┏━━
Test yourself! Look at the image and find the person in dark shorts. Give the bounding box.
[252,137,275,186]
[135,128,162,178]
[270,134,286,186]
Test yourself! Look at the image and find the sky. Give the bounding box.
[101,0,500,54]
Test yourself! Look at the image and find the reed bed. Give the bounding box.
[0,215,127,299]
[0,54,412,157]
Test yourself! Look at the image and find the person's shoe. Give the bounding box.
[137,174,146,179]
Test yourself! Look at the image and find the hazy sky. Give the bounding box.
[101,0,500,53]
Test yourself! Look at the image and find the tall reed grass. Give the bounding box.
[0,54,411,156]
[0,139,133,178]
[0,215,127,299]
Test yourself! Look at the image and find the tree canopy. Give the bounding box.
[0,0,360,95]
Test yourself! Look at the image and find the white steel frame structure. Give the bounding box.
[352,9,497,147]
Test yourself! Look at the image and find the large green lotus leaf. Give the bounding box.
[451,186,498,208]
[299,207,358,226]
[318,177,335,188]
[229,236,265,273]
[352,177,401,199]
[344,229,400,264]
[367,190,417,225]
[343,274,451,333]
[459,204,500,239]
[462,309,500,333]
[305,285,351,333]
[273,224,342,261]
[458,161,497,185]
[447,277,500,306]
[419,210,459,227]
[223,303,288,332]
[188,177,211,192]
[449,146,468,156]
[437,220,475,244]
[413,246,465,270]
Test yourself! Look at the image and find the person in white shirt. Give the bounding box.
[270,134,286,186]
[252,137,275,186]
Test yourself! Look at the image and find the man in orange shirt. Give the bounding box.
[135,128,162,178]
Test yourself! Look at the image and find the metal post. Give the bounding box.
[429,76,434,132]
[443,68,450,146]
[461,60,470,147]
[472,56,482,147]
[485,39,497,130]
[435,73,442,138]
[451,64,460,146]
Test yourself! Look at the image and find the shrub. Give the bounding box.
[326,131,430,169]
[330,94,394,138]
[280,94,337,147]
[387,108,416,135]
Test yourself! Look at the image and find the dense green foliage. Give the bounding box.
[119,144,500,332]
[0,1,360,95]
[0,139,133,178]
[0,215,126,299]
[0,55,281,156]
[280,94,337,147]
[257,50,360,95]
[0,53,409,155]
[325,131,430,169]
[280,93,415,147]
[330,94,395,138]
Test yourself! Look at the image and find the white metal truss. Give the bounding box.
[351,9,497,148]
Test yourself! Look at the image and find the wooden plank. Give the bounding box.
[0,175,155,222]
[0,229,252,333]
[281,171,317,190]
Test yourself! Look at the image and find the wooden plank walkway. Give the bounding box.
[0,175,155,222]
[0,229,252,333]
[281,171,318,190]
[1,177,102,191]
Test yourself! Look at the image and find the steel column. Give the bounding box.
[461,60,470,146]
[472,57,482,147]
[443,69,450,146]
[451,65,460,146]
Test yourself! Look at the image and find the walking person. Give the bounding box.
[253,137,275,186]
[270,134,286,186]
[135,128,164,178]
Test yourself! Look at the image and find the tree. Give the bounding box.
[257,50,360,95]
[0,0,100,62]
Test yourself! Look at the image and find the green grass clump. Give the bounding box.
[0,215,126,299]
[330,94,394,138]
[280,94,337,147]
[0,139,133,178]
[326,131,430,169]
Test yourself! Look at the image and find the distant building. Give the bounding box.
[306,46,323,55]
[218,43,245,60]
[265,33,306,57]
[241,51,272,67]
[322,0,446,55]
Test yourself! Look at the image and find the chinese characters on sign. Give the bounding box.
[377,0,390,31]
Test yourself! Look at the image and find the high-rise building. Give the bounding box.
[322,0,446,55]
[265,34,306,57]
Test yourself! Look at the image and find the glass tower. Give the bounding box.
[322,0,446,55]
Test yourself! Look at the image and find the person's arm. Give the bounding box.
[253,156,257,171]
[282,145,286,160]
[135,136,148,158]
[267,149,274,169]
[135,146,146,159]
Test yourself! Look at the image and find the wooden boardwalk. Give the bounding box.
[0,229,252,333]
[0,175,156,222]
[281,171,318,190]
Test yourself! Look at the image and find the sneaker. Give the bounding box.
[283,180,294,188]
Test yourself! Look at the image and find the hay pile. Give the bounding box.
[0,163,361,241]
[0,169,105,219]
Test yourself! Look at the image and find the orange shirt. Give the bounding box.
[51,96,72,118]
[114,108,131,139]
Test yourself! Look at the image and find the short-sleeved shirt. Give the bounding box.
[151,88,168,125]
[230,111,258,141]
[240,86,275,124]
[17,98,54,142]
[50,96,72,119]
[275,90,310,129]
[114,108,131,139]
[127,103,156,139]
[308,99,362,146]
┗━━
-- AIM OF THE EXERCISE --
Transcribe the lines above precisely, keeping each one unchanged.

-- WRITTEN RESPONSE --
Test yourself! Look at the image and find the person in dark shorts. Give the bounding box.
[252,137,275,186]
[135,128,162,178]
[270,134,286,186]
Test yourself! Look at the image and find the sky. Give the bounding box.
[101,0,500,54]
Test yourself! Look at the image and find the reed bed. Give the bounding box.
[0,215,127,299]
[0,54,412,157]
Test yourself! Look at the image and find the person's shoe. Give the bounding box.
[137,174,146,179]
Test yourself! Look at the image and find the hazy sky. Give the bounding box.
[101,0,500,53]
Test yourself! Look at the image and find the tall reed grass. Give the bounding box.
[0,54,411,156]
[0,139,133,178]
[0,215,127,299]
Test yourself! Look at the image and find the tree canopy. Give the bounding box.
[0,0,360,95]
Test yourself! Look at the image and find the white steel frame structure. Give the bounding box.
[352,9,497,147]
Test yourself! Look at the image and find the large green lotus leaf. Give the bounding box.
[451,186,498,208]
[299,207,358,226]
[318,177,335,188]
[229,236,265,273]
[352,177,401,199]
[344,229,400,264]
[367,190,417,225]
[343,274,451,333]
[459,204,500,239]
[462,309,500,333]
[305,285,351,333]
[273,224,342,261]
[458,161,497,185]
[447,277,500,306]
[419,210,459,227]
[223,303,288,332]
[188,177,211,192]
[449,146,468,156]
[437,220,475,244]
[413,246,465,270]
Test yourself! Look at the image and find the person in white shirt. Give the bounding box.
[270,134,286,186]
[252,137,275,186]
Test yourself! Look at the image and find the man in orange shirt. Give the bounding box.
[135,128,162,178]
Test yourself! Look at the image and find the metal post. Give the bounding box.
[429,76,434,132]
[443,68,450,146]
[461,60,470,147]
[472,56,482,147]
[485,39,497,130]
[435,73,442,138]
[451,64,460,146]
Test yourself! Look at the image and find the shrub. Give the bounding box.
[326,131,430,169]
[330,94,394,138]
[280,94,337,147]
[387,108,416,135]
Test yourself! Look at the image and find the dense green foliage. Give the bounding box.
[119,144,500,332]
[0,1,360,95]
[0,139,133,178]
[0,215,126,299]
[0,55,281,156]
[280,94,337,147]
[257,50,360,95]
[0,53,409,155]
[325,131,430,169]
[280,93,415,147]
[330,94,395,138]
Test yourself! Look at the image and find the white metal truss. Give the bounding box.
[351,9,497,148]
Test yourself! Look at the image and find the wooden plank. Give the bounding box.
[0,175,155,222]
[0,229,252,333]
[281,171,317,190]
Test yourself! Look at the image and find the wooden plank walkway. Give the bounding box.
[0,175,155,222]
[0,229,252,333]
[281,171,318,190]
[1,177,102,191]
Test yourself! Look at the image and find the steel column. Give the bounding box.
[461,60,470,146]
[472,57,482,147]
[443,69,450,146]
[451,65,460,146]
Test yourself! Look at the image and find the walking person. Give the bounding box.
[253,137,275,186]
[270,134,286,186]
[135,128,164,178]
Test yourself! Look at the image and find the tree. Give the bounding box.
[257,50,360,95]
[0,0,100,62]
Test yourself! Look at the image and find the green grass clump. Give the bounding box.
[0,215,126,299]
[330,94,394,138]
[280,94,337,147]
[0,139,133,178]
[326,131,430,169]
Test yourself! Look at the image and find the distant building. Give the bounding box.
[306,46,323,55]
[218,43,245,60]
[265,33,306,57]
[241,51,272,67]
[322,0,446,55]
Test yourself! Look at the image and find the chinese characters on sign. Give the bounding box.
[377,0,390,31]
Test yourself! Look at the image and find the high-rise building. Give the bounding box.
[322,0,446,55]
[265,34,306,57]
Test yourself! Look at the image and find the glass tower. Give the bounding box.
[322,0,446,55]
Test yourself! Look at the image and find the person's arm. Give the bounding box.
[253,156,257,171]
[282,145,286,160]
[135,136,148,158]
[267,149,274,169]
[135,146,146,159]
Test yourself! Look at the image and find the wooden boardwalk. Give the bounding box.
[0,229,252,333]
[0,175,156,222]
[281,171,318,190]
Test yourself! Look at the image and find the sneaker. Give the bounding box.
[283,180,294,188]
Test yourself! Look at the image and find the hay pile. Give the bounding box.
[0,163,361,241]
[0,169,105,219]
Test yourself! Look at the image and find the orange shirt. Give the bounding box.
[51,96,72,118]
[114,108,131,139]
Test yourself! Look at the image and find the short-sleeved shirt. Give the bounding box.
[151,88,168,125]
[230,111,258,141]
[240,86,275,124]
[17,98,54,142]
[50,96,72,119]
[275,90,310,129]
[114,108,131,139]
[127,103,156,139]
[308,99,362,146]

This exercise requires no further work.